[Start SELECTED PASSAGE]

The Timeless Beauty of Russian Icons
The text below is the excerpt of the book Icons (ISBN: 9781783107001), written by Nikodim Pavlovich Kondakov, published by Parkstone International.
The cathedrals and churches of the South first began to be decorated by ordinary painters. Later, the region was followed by Muscovy in deserting the old fashion. The only people left to revere it were the Old Believers. They adopted as their favourite style that called after the Stróganovs and thus ensured its predominance in the workshops of Moscow and Súzdal’.
The excessive admiration for everything Western which was universal among educated Russians during the eighteenth century suffered a reaction at the time of the war against Napoleon. National feeling was raised to fever pitch, which was sustained by the romantic tendency of the new Russian litterature. The educated classes were drawn into a movement, called on its political side Slavophilism, for restoring and preserving the popular traditions. Educated men in the highest social positions, such as Rumyántsev, Olénin, and Evgéni Bolkhovítinov, Metropolitan of Kiev, began to collect the literary memorials of ancient Russia, chronicles and charters, and encouraged the making of archaeological surveys of ancient monasteries and churches. The icons that attracted most attention, and this chiefly from the historical side, were those famous for working miracles.

In the eighteen twenties and thirties, the number of antiquaries and collectors increased and the foundations of historical museums of Russian antiquities were laid. A great collector of manuscripts and icons was the historian M. P. Pogódin. The documentary side of Russian historical scholarship was encouraged by the Moscow Historical and Antiquarian Society which was founded in 1806. It was upon this documentation that all I. M. Snegirëv’s work on the history of the churches and monasteries of Moscow was based. On the other hand, the chief stimulus to the archaeology of objects was given by the inauguration in St. Petersburg of the Russian Archaeological Society in 1846.

[End SELECTED PASSAGE]

## GIVEN INSTRUCTION A
List each line in the rows below that contains the word "instance".

[Start RECORD SET]

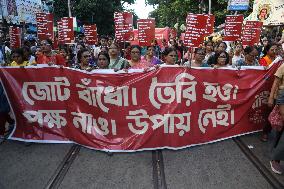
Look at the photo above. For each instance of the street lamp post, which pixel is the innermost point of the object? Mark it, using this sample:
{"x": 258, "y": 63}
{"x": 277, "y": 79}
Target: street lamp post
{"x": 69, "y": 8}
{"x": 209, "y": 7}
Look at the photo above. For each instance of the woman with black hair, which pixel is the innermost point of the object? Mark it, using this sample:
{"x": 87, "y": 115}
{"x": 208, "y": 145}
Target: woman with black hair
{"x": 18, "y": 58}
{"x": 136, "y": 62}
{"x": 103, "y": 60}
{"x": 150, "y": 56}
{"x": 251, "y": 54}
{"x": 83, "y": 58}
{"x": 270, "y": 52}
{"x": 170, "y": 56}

[End RECORD SET]
[Start RECORD SET]

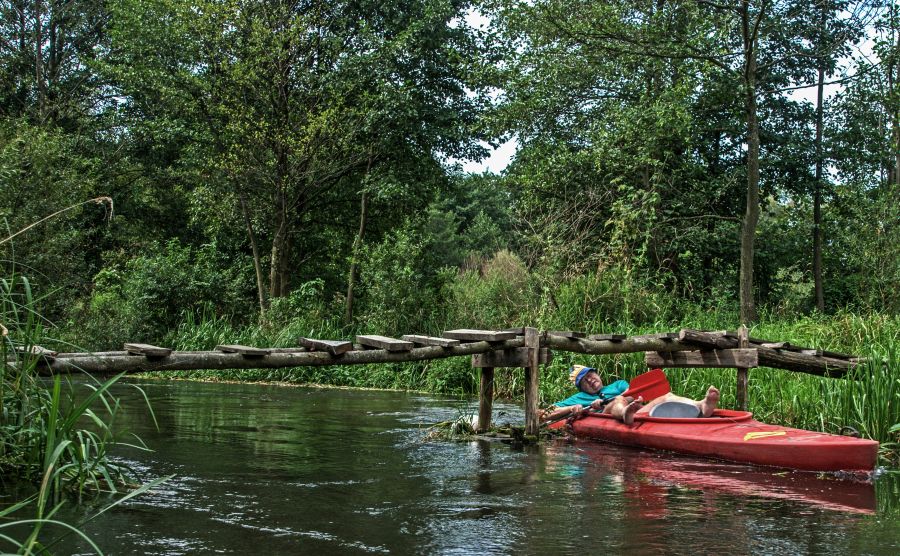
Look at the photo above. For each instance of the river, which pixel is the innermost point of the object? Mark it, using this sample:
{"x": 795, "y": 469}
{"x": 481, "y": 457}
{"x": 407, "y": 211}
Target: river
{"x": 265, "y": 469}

[End RECORD SET]

## GIVEN INSTRUCTION B
Print a section of the passage on Russian icons above. Begin at the words "In the eighteen" and stop after "Society in 1846.".

## TASK RESULT A
Look at the photo above. For each instance of the street lamp post, which pixel is the innermost point of the object? Mark it, using this sample:
Look at the photo above. For each instance of the woman with black hair, which pixel is the innermost point of the object? Mark it, using this sample:
Look at the photo above. For each instance of the river, which pixel is the innermost point of the object? Mark it, using this sample:

## TASK RESULT B
In the eighteen twenties and thirties, the number of antiquaries and collectors increased and the foundations of historical museums of Russian antiquities were laid. A great collector of manuscripts and icons was the historian M. P. Pogódin. The documentary side of Russian historical scholarship was encouraged by the Moscow Historical and Antiquarian Society which was founded in 1806. It was upon this documentation that all I. M. Snegirëv’s work on the history of the churches and monasteries of Moscow was based. On the other hand, the chief stimulus to the archaeology of objects was given by the inauguration in St. Petersburg of the Russian Archaeological Society in 1846.